▸ **Task prompt**: Find each line in the records below that contains the word "roof" and copy it out in full.

▸ **Supplied records**:
※

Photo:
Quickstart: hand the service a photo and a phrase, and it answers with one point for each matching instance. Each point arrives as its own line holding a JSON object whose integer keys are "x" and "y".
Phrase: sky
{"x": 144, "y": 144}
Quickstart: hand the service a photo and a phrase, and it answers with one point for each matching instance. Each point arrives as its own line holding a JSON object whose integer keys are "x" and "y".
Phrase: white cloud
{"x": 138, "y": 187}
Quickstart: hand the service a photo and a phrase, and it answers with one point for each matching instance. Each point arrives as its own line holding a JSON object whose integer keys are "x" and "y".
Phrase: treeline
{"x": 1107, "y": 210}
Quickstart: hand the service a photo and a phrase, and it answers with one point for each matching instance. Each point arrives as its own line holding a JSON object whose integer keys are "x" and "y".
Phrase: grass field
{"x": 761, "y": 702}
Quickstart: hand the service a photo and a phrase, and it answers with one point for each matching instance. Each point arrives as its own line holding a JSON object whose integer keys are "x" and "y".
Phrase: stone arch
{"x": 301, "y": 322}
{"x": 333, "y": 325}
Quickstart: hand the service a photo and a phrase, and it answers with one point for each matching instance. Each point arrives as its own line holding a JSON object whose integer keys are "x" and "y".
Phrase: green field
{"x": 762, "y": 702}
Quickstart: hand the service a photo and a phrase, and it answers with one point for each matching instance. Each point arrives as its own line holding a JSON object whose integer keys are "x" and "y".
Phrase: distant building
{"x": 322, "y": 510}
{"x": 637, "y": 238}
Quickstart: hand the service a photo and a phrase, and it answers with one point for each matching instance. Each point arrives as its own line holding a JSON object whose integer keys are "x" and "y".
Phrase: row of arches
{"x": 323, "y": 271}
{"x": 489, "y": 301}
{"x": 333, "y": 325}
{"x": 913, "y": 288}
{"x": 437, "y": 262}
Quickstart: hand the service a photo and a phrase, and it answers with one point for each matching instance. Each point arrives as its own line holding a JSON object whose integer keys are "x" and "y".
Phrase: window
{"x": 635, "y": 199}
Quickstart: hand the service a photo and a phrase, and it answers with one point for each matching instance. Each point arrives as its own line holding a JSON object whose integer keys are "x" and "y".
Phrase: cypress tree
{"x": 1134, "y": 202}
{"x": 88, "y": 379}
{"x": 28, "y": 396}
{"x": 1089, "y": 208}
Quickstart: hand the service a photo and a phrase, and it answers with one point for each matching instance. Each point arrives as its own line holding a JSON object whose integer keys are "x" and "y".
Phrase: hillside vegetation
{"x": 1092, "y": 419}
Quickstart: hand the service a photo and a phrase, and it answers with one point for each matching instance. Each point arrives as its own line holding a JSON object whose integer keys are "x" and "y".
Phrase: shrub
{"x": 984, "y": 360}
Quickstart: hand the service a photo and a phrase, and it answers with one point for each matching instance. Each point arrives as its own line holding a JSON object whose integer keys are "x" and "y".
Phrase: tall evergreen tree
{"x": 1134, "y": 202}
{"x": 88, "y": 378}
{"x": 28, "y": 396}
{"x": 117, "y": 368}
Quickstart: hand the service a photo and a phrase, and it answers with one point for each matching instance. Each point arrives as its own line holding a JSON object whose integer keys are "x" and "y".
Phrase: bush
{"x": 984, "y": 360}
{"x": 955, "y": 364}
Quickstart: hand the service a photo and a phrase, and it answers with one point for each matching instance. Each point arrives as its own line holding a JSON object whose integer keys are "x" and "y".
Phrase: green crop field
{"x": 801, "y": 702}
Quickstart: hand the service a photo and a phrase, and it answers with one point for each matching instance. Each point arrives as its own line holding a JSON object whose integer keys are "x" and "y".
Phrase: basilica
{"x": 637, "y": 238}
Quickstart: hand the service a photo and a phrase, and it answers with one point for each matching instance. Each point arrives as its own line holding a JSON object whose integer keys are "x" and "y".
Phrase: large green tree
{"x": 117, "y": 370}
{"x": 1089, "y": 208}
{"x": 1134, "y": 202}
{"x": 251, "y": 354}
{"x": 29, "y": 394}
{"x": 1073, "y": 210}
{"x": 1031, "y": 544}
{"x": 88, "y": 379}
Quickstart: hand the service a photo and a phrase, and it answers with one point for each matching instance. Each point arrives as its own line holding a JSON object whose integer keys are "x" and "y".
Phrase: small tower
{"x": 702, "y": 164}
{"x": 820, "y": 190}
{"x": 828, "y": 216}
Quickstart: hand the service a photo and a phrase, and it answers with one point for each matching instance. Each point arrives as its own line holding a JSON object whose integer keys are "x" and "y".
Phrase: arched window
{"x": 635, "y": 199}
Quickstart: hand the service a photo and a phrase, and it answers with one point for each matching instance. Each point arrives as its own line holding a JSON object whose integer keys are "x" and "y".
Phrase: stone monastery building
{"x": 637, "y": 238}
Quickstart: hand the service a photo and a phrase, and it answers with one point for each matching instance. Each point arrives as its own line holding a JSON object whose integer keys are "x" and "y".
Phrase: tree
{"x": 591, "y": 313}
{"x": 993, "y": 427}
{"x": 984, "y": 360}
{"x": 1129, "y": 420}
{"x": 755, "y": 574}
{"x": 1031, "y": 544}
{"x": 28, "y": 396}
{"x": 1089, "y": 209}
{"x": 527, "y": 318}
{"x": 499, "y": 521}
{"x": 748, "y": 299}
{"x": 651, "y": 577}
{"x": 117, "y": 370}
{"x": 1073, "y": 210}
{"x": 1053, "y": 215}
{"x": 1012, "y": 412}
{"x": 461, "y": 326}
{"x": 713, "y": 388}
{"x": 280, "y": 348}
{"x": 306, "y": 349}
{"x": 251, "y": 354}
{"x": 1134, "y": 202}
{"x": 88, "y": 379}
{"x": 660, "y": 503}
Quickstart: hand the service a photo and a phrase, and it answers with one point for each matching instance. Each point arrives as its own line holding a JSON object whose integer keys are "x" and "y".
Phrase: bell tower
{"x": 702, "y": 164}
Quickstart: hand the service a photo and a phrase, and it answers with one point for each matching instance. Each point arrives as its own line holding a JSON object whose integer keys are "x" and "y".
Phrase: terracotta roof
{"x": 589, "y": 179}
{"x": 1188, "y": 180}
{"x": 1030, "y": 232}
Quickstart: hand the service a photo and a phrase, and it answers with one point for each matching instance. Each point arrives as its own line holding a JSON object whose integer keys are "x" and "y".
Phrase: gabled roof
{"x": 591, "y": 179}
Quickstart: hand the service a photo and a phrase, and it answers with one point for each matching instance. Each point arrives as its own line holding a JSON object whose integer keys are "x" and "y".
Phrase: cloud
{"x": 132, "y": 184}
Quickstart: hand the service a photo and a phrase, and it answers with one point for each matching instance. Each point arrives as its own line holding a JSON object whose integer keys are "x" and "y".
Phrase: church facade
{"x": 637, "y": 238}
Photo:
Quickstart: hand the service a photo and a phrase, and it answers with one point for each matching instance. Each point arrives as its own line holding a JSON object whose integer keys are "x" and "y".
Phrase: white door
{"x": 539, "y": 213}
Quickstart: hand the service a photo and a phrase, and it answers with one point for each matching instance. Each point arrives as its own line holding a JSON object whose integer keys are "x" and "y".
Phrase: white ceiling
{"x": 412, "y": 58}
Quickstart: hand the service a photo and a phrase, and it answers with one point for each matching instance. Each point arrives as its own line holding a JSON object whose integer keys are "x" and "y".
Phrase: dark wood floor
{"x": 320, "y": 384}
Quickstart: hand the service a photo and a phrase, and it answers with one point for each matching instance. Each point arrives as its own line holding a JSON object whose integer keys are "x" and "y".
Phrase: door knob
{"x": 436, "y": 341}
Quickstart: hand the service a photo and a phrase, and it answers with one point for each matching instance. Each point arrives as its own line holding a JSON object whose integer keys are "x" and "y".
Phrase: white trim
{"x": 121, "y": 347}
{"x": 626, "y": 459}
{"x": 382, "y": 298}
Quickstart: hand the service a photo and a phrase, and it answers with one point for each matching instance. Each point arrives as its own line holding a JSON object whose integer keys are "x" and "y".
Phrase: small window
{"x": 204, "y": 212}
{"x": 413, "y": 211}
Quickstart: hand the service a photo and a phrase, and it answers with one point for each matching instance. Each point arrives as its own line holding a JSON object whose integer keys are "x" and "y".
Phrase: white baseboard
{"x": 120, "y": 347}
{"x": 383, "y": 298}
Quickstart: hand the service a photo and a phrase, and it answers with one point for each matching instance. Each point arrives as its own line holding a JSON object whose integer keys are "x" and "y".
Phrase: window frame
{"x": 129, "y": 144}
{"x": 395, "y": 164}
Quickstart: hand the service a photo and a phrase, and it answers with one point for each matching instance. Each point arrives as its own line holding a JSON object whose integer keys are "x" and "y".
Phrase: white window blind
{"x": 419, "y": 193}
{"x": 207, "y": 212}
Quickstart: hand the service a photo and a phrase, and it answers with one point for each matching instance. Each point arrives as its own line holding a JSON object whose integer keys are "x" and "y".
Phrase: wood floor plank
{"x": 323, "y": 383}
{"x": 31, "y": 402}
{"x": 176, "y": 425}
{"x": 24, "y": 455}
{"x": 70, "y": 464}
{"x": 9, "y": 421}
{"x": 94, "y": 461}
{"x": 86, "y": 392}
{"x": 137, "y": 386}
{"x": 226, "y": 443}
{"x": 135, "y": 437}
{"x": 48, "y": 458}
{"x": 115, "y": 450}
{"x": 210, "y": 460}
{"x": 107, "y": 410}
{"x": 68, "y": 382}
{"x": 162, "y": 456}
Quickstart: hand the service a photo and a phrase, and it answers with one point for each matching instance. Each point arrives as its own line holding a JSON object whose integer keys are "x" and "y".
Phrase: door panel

※

▸ **Solved problem**:
Phrase: terracotta roof
Phrase: gabled roof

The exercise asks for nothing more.